*** FRAGMENTO ***

En este sentido de atención al otro y de crítica a la modernidad, nos atrevemos a opinar que Jiménez Lozano comparte las teorías de Simone Weil sobre lo que ella consideraba una serie de “obligaciones para con el ser humano”, y que deberían existir en cualquier tipo de civilización o de organización sociopolítica y económica. Estas obligaciones tienen que ver con una serie ineludible de necesidades que tiene el ser humano y que deben ser atendidas con el único límite de que todos reciban la misma atención. A continuación, explicita alguna de estas necesidades:

“[…] el alma humana tiene necesidad de verdad y de libertad de expresión [lo que significa que] todos tengan acceso a la cultura del espíritu sin tener que ser transplantados, ni material, ni moralmente. Exige que no actúe jamás, en el plano del pensamiento, ninguna presión material o moral procedente de otra intención que la de la preocupación contra el error y la mentira, lo que convierte en falta punible toda falsedad material, evitable, afirmada públicamente […]”[2].

Por lo que atañe a la propiedad personal, Simone Weil afirma que:

“[…] no viene constituida jamás por la posesión de una suma de dinero, sino por la apropiación de objetos concretos, tales como la casa, campo, muebles, útiles, que el alma mira como una prolongación de sí misma y del cuerpo. La justicia exige que la propiedad personal así entendida sea inalienable, como libertad, […] la existencia de una clase social definida por la falta de propiedad personal y colectiva es tan vergonzosa como la esclavitud”[3].

***

RETO 1 →
Responde estas preguntas sobre el fragmento:
(a) ¿Con las teorías de quién comparte Jiménez Lozano la idea de unas "obligaciones para con el ser humano"?
(b) ¿Cuál es el único límite que se pone a la atención de las necesidades del ser humano?
(c) ¿Con qué compara Simone Weil la existencia de una clase social sin propiedad personal ni colectiva?

*** DATOS APORTADOS ***

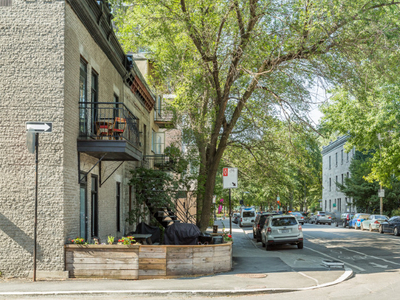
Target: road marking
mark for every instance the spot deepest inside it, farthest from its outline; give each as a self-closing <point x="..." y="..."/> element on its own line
<point x="309" y="277"/>
<point x="375" y="257"/>
<point x="379" y="266"/>
<point x="334" y="258"/>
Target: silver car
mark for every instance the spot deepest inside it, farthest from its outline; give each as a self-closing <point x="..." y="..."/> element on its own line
<point x="282" y="229"/>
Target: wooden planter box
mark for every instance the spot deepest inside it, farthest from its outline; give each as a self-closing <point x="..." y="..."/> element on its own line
<point x="146" y="261"/>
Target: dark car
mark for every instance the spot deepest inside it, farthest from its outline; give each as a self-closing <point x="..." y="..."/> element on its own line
<point x="391" y="226"/>
<point x="259" y="224"/>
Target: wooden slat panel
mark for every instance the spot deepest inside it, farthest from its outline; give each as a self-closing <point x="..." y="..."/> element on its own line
<point x="152" y="272"/>
<point x="179" y="261"/>
<point x="101" y="260"/>
<point x="179" y="269"/>
<point x="201" y="260"/>
<point x="102" y="266"/>
<point x="119" y="254"/>
<point x="115" y="274"/>
<point x="177" y="255"/>
<point x="152" y="260"/>
<point x="152" y="266"/>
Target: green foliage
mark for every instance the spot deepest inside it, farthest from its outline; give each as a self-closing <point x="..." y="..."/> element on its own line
<point x="234" y="65"/>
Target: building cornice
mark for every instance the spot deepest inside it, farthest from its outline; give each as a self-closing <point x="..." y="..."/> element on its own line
<point x="333" y="145"/>
<point x="97" y="20"/>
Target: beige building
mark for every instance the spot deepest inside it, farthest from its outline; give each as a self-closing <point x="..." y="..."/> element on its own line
<point x="60" y="62"/>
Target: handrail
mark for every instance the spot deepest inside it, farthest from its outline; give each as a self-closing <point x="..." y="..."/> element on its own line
<point x="108" y="121"/>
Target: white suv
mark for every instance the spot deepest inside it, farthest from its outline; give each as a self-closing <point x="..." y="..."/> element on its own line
<point x="282" y="229"/>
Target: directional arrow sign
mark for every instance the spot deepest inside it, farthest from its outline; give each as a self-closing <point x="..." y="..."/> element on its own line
<point x="39" y="126"/>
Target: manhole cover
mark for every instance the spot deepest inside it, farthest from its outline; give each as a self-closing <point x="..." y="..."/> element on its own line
<point x="252" y="275"/>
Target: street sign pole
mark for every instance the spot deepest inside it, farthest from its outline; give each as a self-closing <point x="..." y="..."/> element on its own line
<point x="230" y="213"/>
<point x="36" y="192"/>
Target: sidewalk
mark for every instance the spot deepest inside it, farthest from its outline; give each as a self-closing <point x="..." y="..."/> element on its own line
<point x="254" y="271"/>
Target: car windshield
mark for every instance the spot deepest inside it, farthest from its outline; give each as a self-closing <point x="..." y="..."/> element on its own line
<point x="286" y="221"/>
<point x="248" y="214"/>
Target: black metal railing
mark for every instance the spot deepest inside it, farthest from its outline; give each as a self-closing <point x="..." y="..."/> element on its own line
<point x="108" y="121"/>
<point x="163" y="115"/>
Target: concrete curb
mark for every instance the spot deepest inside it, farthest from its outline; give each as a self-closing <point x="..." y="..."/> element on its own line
<point x="347" y="274"/>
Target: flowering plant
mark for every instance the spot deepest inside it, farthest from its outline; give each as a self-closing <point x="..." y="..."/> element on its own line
<point x="78" y="240"/>
<point x="226" y="236"/>
<point x="127" y="240"/>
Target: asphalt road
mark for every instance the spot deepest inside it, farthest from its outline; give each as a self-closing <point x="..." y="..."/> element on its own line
<point x="363" y="251"/>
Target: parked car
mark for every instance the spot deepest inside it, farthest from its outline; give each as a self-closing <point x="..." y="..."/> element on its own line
<point x="299" y="216"/>
<point x="282" y="229"/>
<point x="259" y="224"/>
<point x="321" y="217"/>
<point x="373" y="222"/>
<point x="235" y="218"/>
<point x="391" y="226"/>
<point x="355" y="222"/>
<point x="345" y="219"/>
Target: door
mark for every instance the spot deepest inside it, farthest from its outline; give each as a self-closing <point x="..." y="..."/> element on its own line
<point x="83" y="209"/>
<point x="94" y="208"/>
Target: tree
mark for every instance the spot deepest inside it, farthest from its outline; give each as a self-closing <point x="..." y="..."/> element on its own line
<point x="224" y="58"/>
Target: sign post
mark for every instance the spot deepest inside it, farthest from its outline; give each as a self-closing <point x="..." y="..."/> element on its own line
<point x="33" y="130"/>
<point x="229" y="176"/>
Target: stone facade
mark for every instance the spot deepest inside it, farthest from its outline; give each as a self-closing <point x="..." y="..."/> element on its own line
<point x="42" y="44"/>
<point x="335" y="168"/>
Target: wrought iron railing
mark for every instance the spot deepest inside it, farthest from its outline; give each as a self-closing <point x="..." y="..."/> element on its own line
<point x="163" y="115"/>
<point x="108" y="121"/>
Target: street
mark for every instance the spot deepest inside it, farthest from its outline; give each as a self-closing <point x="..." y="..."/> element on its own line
<point x="373" y="257"/>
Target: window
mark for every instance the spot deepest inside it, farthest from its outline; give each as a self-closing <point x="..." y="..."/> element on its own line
<point x="159" y="142"/>
<point x="118" y="200"/>
<point x="94" y="98"/>
<point x="82" y="97"/>
<point x="336" y="182"/>
<point x="94" y="208"/>
<point x="342" y="156"/>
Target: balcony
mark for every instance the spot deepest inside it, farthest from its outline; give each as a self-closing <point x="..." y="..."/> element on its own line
<point x="108" y="131"/>
<point x="163" y="117"/>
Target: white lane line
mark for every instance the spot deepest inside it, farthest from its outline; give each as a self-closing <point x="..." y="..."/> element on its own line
<point x="309" y="277"/>
<point x="334" y="258"/>
<point x="375" y="257"/>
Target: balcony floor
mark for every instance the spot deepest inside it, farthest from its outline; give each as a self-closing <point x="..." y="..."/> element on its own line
<point x="116" y="150"/>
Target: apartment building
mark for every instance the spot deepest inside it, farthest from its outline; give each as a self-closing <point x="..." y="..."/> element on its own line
<point x="61" y="62"/>
<point x="335" y="168"/>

***

RETO 2 → Vuelve a escribir las entradas, todo lo que va desde la línea que contiene "Target: apartment building" hasta el final de las entradas, ambos extremos incluidos. Cambia "on its own line" por "on a separate line" y deja todo lo demás igual.

RESPUESTA COMPLETA 1 →
(a) Con las teorías de Simone Weil.
(b) Que todos reciban la misma atención.
(c) Con la esclavitud. Dice que es tan vergonzosa como ella.

RESPUESTA COMPLETA 2 →
Target: apartment building
mark for every instance the spot deepest inside it, farthest from its outline; give each as a self-closing <point x="..." y="..."/> element on a separate line
<point x="61" y="62"/>
<point x="335" y="168"/>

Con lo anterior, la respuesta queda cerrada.